▶ TASK DESCRIPTION:
Answer these questions from the text on the great cloud of witnesses:
(a) Which chapter of Hebrews opens with the quoted image of the cloud of witnesses?
(b) What name does the text give to Hebrews 11?
(c) By the text's estimate, how many witnesses are now watching us run our race?

▶ TEXT SEGMENT:
------------------------

Thursday

The Great Cloud of Witnesses: An Exercise


Here’s an interesting spiritual exercise if you’re interested.

Hebrews 12 begins with this image: “Therefore, since we are surrounded by such a great cloud of witnesses, let us throw off everything that hinders and the sin that so easily entangles. And let us run with perseverance the race marked out for us.”


I’ve been reflecting on that great cloud of witnesses. This passage starts with “Therefore,” which means “Because of what we’ve just talked about....” All of Hebrews 12 rests on the foundation of Hebrews 11, the “Hall of Faith.”

The great cloud of witnesses, then, is all the saints of God that have gone before us: the famous ones, the great ones, the ordinary ones, the nobodies. By now that’s several billion witnesses that are watching us run our race. Some of them are my predecessors, though it may take a number of generations before I find the interesting ones.

------------------------

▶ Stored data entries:
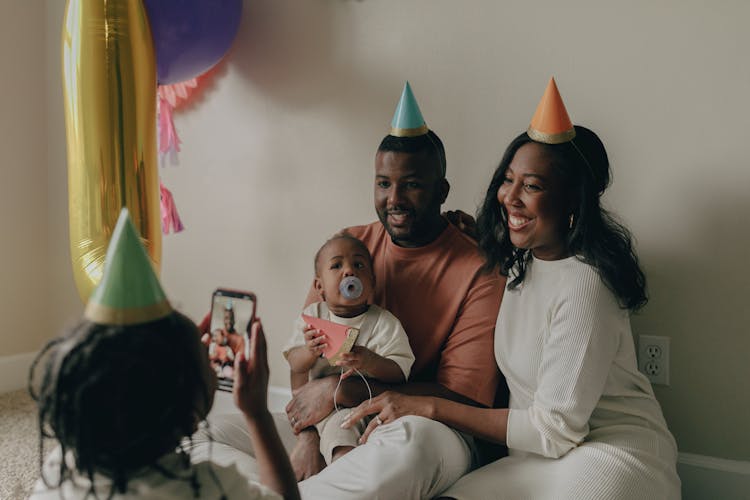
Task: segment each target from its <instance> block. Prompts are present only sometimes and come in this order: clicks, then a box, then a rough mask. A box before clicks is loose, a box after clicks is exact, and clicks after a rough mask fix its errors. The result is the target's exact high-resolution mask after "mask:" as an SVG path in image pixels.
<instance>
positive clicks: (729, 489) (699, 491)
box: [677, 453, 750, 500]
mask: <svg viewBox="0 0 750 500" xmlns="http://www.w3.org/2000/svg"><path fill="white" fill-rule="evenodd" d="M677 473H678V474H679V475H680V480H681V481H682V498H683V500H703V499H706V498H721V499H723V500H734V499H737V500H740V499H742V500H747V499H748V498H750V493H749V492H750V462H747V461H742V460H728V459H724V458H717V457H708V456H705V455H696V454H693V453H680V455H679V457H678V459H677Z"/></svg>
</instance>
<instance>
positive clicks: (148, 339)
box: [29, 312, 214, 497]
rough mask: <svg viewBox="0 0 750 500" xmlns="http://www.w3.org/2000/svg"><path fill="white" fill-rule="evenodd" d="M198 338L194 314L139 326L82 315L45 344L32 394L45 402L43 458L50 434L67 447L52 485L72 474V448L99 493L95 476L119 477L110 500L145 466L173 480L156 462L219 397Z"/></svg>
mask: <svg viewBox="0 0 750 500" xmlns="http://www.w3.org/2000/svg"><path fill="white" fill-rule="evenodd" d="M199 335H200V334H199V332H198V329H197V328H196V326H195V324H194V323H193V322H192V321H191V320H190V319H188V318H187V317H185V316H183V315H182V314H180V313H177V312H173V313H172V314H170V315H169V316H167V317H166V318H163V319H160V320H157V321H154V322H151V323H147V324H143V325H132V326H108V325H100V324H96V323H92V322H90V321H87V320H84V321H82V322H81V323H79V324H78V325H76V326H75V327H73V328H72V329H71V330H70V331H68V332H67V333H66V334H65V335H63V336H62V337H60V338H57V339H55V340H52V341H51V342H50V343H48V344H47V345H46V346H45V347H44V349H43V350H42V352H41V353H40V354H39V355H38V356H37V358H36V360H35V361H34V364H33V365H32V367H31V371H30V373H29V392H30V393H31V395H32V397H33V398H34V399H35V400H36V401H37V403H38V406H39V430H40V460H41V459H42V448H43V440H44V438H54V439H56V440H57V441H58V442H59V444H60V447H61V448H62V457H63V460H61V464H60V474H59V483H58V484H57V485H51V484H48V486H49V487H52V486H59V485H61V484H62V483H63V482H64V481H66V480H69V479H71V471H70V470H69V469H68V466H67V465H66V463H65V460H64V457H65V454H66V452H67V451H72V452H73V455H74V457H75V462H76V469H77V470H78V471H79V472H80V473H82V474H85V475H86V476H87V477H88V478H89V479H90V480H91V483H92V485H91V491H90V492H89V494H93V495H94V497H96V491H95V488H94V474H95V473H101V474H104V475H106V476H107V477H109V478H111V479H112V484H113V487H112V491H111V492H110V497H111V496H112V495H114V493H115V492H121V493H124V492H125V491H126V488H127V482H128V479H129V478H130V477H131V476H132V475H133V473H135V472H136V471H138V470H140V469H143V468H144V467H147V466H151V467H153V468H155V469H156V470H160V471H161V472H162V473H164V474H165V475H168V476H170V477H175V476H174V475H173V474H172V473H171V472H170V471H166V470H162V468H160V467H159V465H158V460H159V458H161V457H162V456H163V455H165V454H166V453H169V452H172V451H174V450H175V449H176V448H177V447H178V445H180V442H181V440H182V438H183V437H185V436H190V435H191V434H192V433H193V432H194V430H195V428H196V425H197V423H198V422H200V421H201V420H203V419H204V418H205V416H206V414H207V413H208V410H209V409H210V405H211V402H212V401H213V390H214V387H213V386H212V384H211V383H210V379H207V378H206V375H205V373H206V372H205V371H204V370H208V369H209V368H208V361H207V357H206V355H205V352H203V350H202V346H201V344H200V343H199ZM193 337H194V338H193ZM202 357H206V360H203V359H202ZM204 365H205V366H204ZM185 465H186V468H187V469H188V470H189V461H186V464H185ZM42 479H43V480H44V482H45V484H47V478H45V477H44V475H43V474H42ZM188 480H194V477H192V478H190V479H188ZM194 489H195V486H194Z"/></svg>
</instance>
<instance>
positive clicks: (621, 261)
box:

------------------------

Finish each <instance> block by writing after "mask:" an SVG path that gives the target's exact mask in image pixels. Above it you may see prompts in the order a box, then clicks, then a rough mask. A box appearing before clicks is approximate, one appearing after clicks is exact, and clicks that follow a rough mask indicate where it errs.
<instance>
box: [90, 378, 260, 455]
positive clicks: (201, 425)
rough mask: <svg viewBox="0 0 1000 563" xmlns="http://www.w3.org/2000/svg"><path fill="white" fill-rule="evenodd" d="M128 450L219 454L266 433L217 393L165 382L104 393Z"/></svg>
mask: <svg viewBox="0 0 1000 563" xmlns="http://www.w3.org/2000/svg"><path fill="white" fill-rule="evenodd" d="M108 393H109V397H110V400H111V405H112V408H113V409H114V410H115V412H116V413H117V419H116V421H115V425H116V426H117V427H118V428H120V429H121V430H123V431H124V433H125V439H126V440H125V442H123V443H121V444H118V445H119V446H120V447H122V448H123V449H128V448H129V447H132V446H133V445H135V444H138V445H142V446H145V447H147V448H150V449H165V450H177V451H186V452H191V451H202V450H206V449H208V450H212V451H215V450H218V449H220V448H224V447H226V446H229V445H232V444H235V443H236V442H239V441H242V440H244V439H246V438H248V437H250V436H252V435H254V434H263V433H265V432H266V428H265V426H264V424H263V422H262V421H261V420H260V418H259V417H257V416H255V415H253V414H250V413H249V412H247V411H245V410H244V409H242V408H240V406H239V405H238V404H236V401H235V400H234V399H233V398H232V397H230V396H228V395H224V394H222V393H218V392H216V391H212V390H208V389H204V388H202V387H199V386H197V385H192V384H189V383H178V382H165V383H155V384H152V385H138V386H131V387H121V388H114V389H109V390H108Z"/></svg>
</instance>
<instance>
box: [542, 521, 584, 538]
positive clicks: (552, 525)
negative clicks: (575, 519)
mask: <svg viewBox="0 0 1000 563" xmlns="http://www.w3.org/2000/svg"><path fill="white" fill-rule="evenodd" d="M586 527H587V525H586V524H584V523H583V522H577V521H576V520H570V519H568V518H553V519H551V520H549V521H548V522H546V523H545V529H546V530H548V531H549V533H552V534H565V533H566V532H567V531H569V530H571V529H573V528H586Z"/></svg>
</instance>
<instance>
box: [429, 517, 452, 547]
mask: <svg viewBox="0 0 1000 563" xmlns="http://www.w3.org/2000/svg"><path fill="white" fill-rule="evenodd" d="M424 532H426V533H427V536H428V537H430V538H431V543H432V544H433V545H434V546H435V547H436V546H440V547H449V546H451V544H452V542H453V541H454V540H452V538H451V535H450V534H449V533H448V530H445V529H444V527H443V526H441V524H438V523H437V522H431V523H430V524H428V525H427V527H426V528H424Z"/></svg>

------------------------

▶ YOUR SOLUTION:
(a) Hebrews 12
(b) The "Hall of Faith"
(c) Several billion